▶ _Directions for this task_
Render each line of the material below as a string in a JSON list, with one string per line and any blank lines left out.

▶ _Excerpts from a point labeling dataset_

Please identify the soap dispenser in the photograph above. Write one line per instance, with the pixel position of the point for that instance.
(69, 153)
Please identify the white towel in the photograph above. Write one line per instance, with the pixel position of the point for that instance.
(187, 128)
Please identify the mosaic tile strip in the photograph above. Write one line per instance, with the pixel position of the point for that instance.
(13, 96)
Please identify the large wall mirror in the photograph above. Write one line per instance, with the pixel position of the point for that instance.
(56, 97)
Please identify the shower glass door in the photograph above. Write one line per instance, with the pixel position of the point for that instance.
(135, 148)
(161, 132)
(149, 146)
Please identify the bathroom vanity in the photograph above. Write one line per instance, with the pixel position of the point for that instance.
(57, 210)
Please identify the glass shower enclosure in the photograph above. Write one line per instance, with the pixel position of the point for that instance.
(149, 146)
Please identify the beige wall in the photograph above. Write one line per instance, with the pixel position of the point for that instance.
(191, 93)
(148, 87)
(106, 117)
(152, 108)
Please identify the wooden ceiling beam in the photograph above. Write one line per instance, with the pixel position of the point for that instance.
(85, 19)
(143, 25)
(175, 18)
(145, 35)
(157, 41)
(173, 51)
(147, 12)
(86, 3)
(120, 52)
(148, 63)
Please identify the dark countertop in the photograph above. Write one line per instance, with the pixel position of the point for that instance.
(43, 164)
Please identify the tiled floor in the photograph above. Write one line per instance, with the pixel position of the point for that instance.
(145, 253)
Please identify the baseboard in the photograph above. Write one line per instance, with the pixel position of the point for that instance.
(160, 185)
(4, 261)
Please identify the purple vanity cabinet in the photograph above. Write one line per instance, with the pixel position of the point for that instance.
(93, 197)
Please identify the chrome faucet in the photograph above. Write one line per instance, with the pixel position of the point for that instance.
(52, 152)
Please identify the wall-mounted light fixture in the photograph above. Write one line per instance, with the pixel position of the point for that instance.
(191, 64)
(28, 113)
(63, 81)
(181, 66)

▶ _Written solution_
[
  "Please identify the soap dispenser in the photograph above. Write one line per instance, with the pixel position of the point for that instance.",
  "(69, 153)",
  "Please identify the white towel in the photograph above. Write one line per instance, with the pixel position of the point for that instance.",
  "(187, 128)",
  "Please identify the mosaic tile strip in the photograph above. Write one line per instance, with the pixel position of the point for that instance.",
  "(13, 96)",
  "Please identify the large wall mirror in the photograph above. Write one line per instance, with the pixel position of the point for that instance.",
  "(56, 97)",
  "Please identify the shower glass door in the photograph above. Write one line per instance, with the pixel position of the point for that instance.",
  "(135, 148)",
  "(161, 132)",
  "(149, 146)",
  "Please identify the bathroom vanity in the photograph above. Write one line per instance, with the pixel position of the point for that instance.",
  "(57, 210)",
  "Please identify the glass shower enclosure in the photograph above. Write one line per instance, with the pixel position of the point for that instance.",
  "(149, 146)",
  "Please identify the beige wall in the photograph above. Write one line per instance, with the pixel position of the point for that instance.",
  "(191, 93)",
  "(148, 87)",
  "(106, 117)",
  "(152, 108)",
  "Please identify the wooden ceiling beam in the photograph above. Write one line per instance, with the pixel position of the point for that instance.",
  "(85, 19)",
  "(143, 25)",
  "(175, 18)",
  "(145, 35)",
  "(157, 41)",
  "(173, 51)",
  "(147, 12)",
  "(86, 3)",
  "(120, 52)",
  "(148, 63)",
  "Please identify the dark countertop in the photograph above. Write one line per instance, with the pixel position of the point for that instance.",
  "(43, 164)",
  "Please identify the tiled floor in the photograph above. Write one line per instance, with the pixel position of the point for that instance.",
  "(145, 253)",
  "Please identify the baseboard in the photograph above. Write one line per instance, with the pixel position of the point for that instance.",
  "(160, 185)",
  "(4, 261)",
  "Please identify the purple vanity cabinet in the photograph above. Write one line per instance, with the pixel position of the point for that instance.",
  "(93, 197)",
  "Please identify the chrome faucet in the photograph above. Write one line per instance, with the pixel position of the point for that instance.",
  "(52, 152)",
  "Please identify the wall-mounted light fixture in the photograph above. Write one line per instance, with the pixel position of the point for that instance.",
  "(191, 64)",
  "(28, 113)",
  "(63, 81)",
  "(181, 66)"
]